[AIM]:
Transcribe the entries below exactly.

━━ DATASET ━━

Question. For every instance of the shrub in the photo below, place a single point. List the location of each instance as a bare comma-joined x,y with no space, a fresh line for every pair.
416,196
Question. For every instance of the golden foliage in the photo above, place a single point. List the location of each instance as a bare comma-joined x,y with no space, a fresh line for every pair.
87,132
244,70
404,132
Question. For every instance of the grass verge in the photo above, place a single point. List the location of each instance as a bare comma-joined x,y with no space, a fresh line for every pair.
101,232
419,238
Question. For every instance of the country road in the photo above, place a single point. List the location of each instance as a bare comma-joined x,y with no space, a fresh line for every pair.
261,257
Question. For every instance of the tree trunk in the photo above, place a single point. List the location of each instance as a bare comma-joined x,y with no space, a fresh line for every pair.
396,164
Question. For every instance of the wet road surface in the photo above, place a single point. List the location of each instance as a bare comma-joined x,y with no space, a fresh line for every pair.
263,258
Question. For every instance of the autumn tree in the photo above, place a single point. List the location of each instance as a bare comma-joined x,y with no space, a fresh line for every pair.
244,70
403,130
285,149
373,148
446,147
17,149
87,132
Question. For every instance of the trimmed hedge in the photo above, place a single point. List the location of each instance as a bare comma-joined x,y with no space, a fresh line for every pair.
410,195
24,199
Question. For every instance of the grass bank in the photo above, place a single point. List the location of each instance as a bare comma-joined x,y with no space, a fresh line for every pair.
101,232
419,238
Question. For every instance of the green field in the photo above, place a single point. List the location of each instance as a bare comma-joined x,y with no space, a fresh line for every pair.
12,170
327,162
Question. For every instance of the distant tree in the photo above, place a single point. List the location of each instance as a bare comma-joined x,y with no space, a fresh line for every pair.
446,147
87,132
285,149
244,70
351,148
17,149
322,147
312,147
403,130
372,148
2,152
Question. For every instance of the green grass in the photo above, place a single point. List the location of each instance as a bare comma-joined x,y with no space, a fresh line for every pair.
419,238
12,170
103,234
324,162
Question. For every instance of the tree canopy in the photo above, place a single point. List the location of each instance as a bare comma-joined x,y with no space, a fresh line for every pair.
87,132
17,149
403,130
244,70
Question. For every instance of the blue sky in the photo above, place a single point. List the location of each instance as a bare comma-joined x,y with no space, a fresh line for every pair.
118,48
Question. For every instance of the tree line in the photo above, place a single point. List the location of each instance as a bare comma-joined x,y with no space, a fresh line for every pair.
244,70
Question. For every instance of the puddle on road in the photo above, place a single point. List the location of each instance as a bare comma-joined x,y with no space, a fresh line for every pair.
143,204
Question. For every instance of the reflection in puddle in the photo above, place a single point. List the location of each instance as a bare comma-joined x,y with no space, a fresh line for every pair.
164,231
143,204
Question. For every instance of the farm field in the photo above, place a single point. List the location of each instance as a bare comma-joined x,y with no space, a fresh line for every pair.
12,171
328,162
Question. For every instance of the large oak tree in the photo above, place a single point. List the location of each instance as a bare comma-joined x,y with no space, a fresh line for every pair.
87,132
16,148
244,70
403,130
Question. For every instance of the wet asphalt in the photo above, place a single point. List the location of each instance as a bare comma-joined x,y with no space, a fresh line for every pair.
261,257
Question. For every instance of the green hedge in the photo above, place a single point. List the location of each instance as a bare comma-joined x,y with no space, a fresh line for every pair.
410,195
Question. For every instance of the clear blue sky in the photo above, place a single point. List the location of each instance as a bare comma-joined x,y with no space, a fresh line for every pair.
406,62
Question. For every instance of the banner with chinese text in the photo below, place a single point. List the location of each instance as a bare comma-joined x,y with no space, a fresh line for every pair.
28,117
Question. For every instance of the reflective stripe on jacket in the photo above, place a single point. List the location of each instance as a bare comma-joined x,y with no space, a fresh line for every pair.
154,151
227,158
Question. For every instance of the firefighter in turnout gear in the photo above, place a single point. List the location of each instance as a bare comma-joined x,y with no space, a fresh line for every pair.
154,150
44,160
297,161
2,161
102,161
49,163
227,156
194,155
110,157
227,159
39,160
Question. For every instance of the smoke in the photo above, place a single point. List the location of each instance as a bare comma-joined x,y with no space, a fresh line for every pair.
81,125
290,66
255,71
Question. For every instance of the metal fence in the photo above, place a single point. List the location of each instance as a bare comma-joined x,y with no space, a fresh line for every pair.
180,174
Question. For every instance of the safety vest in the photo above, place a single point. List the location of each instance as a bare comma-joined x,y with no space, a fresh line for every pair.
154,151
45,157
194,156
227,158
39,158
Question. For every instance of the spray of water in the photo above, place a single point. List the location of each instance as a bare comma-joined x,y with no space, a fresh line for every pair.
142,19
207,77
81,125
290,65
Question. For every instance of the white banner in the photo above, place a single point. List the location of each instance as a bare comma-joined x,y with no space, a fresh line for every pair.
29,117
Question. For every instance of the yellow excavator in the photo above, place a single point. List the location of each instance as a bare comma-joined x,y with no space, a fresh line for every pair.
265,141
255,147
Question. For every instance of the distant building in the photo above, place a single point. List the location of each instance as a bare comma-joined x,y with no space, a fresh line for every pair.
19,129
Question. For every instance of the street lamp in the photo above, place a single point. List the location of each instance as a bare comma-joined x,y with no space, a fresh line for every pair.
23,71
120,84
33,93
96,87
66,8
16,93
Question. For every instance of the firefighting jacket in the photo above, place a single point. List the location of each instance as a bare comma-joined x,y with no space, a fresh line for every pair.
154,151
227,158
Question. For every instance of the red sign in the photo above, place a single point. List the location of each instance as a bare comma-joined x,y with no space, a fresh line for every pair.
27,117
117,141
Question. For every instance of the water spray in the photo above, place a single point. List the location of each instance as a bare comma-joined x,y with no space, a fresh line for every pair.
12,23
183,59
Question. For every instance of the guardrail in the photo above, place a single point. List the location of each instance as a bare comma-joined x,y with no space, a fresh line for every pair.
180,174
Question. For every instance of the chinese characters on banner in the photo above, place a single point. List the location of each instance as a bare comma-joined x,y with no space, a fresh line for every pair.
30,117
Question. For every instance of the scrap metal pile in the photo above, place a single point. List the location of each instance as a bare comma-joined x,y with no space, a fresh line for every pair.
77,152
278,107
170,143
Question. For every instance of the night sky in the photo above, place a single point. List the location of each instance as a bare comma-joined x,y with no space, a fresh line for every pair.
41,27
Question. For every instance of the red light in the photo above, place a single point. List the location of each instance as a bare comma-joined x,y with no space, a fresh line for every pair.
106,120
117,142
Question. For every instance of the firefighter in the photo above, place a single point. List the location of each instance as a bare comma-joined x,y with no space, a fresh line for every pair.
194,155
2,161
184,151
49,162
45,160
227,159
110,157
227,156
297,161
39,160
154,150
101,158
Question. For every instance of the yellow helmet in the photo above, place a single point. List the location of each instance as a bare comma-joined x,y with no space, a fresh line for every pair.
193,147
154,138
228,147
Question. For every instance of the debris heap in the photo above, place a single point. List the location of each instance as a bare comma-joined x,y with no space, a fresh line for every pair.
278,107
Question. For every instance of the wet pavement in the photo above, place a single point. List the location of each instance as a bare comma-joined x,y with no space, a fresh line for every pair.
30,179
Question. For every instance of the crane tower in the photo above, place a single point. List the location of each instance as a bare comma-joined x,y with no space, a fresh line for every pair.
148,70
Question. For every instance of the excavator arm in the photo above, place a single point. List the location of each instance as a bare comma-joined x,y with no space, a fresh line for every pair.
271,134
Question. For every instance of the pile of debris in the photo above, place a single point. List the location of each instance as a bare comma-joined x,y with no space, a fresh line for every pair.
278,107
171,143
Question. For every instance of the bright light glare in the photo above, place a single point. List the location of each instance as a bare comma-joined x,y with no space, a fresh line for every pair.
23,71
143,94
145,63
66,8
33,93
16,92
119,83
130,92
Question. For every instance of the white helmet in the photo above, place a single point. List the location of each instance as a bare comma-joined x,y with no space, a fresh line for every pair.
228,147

━━━

[TASK RESPONSE]:
Question. For every instance of the shrub in the photo below, place a single point. List the location of each instance as a bare comma-joined x,y with no space, a fresh line for every pair.
416,196
Question. For every instance of the golden foliage in the photo above, place a single point. List the location of each instance as a bare comma-joined x,y with no space, a fresh line for every pair.
87,132
244,70
404,132
Question. For every instance of the grass verge in the photo above, place a single point. List the location of each instance as a bare comma-joined x,y with no space, a fresh line for every pair.
101,232
419,238
Question. For every instance of the country road in the photo above, place a single point. List the location of each instance as a bare comma-joined x,y with no space, a fresh line for every pair.
261,257
Question. For every instance of the tree trunk in the photo above, place a single point. List the location of each instance as a bare comma-joined x,y with no space, a fresh line for every pair.
396,164
Question. For every instance of the wet road surface in the photo above, place a single point. List the location of each instance as a bare comma-joined x,y with no space, a fresh line for every pair.
263,258
Question. For every instance of the autumn tree in the photo above, place a single point. List the location of each instance as a bare comma-joined x,y with no space, a fresh line for every pair.
244,70
403,130
285,149
373,148
446,147
17,149
87,132
Question. For every instance of the trimmed hedge in the photo above, place a single point. List the location of each instance as a bare comma-joined x,y with no space, a fresh line for every pair.
410,195
24,199
Question. For every instance of the grass bank in the photo above, place a single point. List the location of each instance as a bare comma-joined x,y with no space, a fresh line for every pair.
101,232
419,238
Question. For every instance of the green field in the photo above, place a single point. List the location of each instance as a bare comma-joined x,y with no space, a fresh line for every pair.
12,170
327,162
Question. For every instance of the distant tree in the photo above, place a single point. List the location of each instance as a bare comma-joined x,y with no space, a fresh line for every pair.
446,147
87,132
285,149
244,70
351,148
17,149
322,147
312,147
403,130
372,148
2,152
Question. For every instance of the green grass in the photo above, place a single point. List the location of each instance as a bare comma-joined x,y with no space, a fresh line for every pair.
419,238
12,170
103,234
324,162
Question. For every instance of the tree canopy in the photo above, place a single point. List the location of each instance as a bare comma-joined x,y with no space, a fresh line for every pair.
87,132
17,149
403,130
244,70
Question. For every instance of the blue sky in the photo above, place a single point. List the location of each instance as a bare comma-joined x,y with no space, a fresh line for every pair.
118,48
Question. For every instance of the tree line in the photo above, place a single point. List the location of each instance as a bare comma-joined x,y with no space, a fresh line for every pair.
244,70
Question. For every instance of the puddle on road in the photo above, place a single point. List the location of each instance as a bare comma-joined x,y with no space, a fresh line for every pair.
143,204
Question. For every instance of the reflection in puddle in the photo above, place a single point. List the location of each instance as a bare comma-joined x,y with no space, a fresh line for every pair.
164,231
143,204
Question. For every instance of the farm field in the photo above, place a single point. List the location of each instance as a bare comma-joined x,y with no space, a fresh line for every pair.
12,171
328,162
Question. For every instance of the large oak tree in the photo above, place a single point. List the location of each instance as a bare comma-joined x,y with no space, a fresh line for every pair.
87,132
16,148
244,70
403,130
Question. For every instance of the wet asphalt in the photo above, place a single point. List the location of each instance as a bare comma-joined x,y with no space, a fresh line for every pair.
261,257
Question. For every instance of the green hedge in the photo above, place a single point. List the location of each instance as a bare comma-joined x,y with no space, a fresh line for every pair.
410,195
Question. For every instance of the clear blue sky in the photo above, place a single point. List the location of each instance as a bare comma-joined x,y with no space, a fresh line for every pair.
406,62
Question. For every instance of the banner with chinese text in the photo below, place a single point. List the location of each instance as a bare comma-joined x,y with no space, a fresh line for every pair.
28,117
Question. For every instance of the reflective stripe on jacket in the photo above, place a single point. List the location of each instance as a bare comma-joined x,y with no space, a fresh line for every pair.
154,151
227,158
Question. For every instance of the firefighter in turnout gear in the photo above, place a single point. List the location of each instance as a bare comma-joined x,y with no space, a fresh line for every pair.
154,150
44,160
297,161
2,161
102,161
49,163
227,156
194,155
110,157
227,159
39,160
Question. For every instance of the smoke in the photo above, place a single point. List the location of each instance as a bare comma-joined x,y with no space, a fresh line for every pair.
81,125
290,66
255,71
Question. For every instance of the metal fence in the photo above, place a single point. List the location of each instance as a bare comma-joined x,y with no space, a fresh line for every pair.
180,174
Question. For every instance of the safety vest in the photo above, place a single point. List the location of each instance as a bare comma-joined x,y with no space, a fresh line for every pair.
154,151
45,157
194,156
227,158
39,158
Question. For every instance of the spray of water in the photo above, place a single point. List the location of each instance as a bare comma-joined x,y with no space, a fresh line for every pair.
142,19
207,77
81,125
290,65
Question. For every instance of the white banner in the photo above, place a single point. List the location of each instance as a bare comma-joined x,y with no space, a fresh line for every pair.
29,117
Question. For every instance of the yellow excavator in the photo above, place a single point. List the location of each instance as a bare comma-joined x,y with no space, a fresh line for every pair.
265,141
255,147
Question. For every instance of the distant building in the photo above, place a single point. List the location of each instance as a bare comma-joined x,y with no space, a fresh line for every pair.
19,129
Question. For every instance of the street lamp in the photo above, place a single point. List the location of each instance as a bare comma-joined x,y with no space, a fresh line for every pair.
23,71
120,84
33,93
96,87
66,8
16,93
Question. For every instance of the firefighting jacket in the photo above, place a single point. List the location of each instance as a bare comma-joined x,y with no space, a fresh line for every pair.
154,151
227,158
Question. For every instance of the red sign in the photo above, place a single point. List the location of each instance as a bare comma-joined x,y with no space, a fresh line for every pair.
27,117
117,141
Question. For every instance of the water spray in the photo above, place a single point. List the location of each instance as a bare comma-joined x,y with no space, a fresh line for every pair.
12,23
183,59
Question. For every instance of the guardrail in the photo above, place a single point. List the location of each instance as a bare comma-joined x,y with no space, a fresh line for every pair.
180,174
Question. For every instance of the chinese characters on banner in the photo above, place a single point. List the location of each instance as a bare comma-joined x,y with no space, a fresh line for every pair.
30,117
Question. For every instance of the scrap metal pile in the photo above, place a single point. List the location of each instance as a bare comma-joined x,y with no space, a fresh line for every pair.
77,152
278,107
170,143
Question. For every instance of the night sky in the photo above, place a single point. List the location of each instance as a bare comma-joined x,y with no space, a fresh line for every pair.
41,27
Question. For every instance of the red light in the photo above, place a single point. List the location of each instance as a bare comma-joined x,y with no space, a fresh line for every pair.
106,120
117,142
Question. For every instance of the firefighter in the photo above, place a single point. List the location of each instance as a bare comma-joined x,y with no space, a fresh line for every pair.
194,155
2,161
184,151
49,162
45,160
227,159
110,157
227,156
297,161
39,160
154,150
101,158
Question. For every instance of the yellow helmet in the photo above, place a single point. List the location of each instance as a bare comma-joined x,y with no space, a fresh line for every pair.
193,147
154,138
228,147
Question. For every instance of the debris heap in the photo above, place a single point. List the location of each instance as a bare comma-joined x,y with no space, a fresh line for every pair.
278,107
Question. For every instance of the wet pavement in the photo above, place a single point. List the location of each instance as a bare comma-joined x,y with no space, a fresh line for every pair.
30,179
Question. For every instance of the crane tower in the photo above, place a single point. List the location of each instance as a bare comma-joined x,y with no space, a fresh line for every pair.
148,70
Question. For every instance of the excavator arm in the photo above, place a single point. List the location of each instance as a bare comma-joined x,y with no space, a fresh line for every pair.
271,134
Question. For every instance of the pile of debris in the photo above, place a single point. List the location of each instance as a bare comma-joined x,y with no space, a fresh line for every pair.
278,107
171,143
Question. For every instance of the bright light glare in the photo above, place a single point. List the location of each instance as a bare comma-joined x,y with no space, a fresh line for every pair.
23,71
143,94
145,63
66,8
33,93
16,92
119,83
130,92
Question. For every instance of the white helmet in the photo above, place a single point. List the location of each instance as a bare comma-joined x,y with no space, a fresh line for every pair.
228,147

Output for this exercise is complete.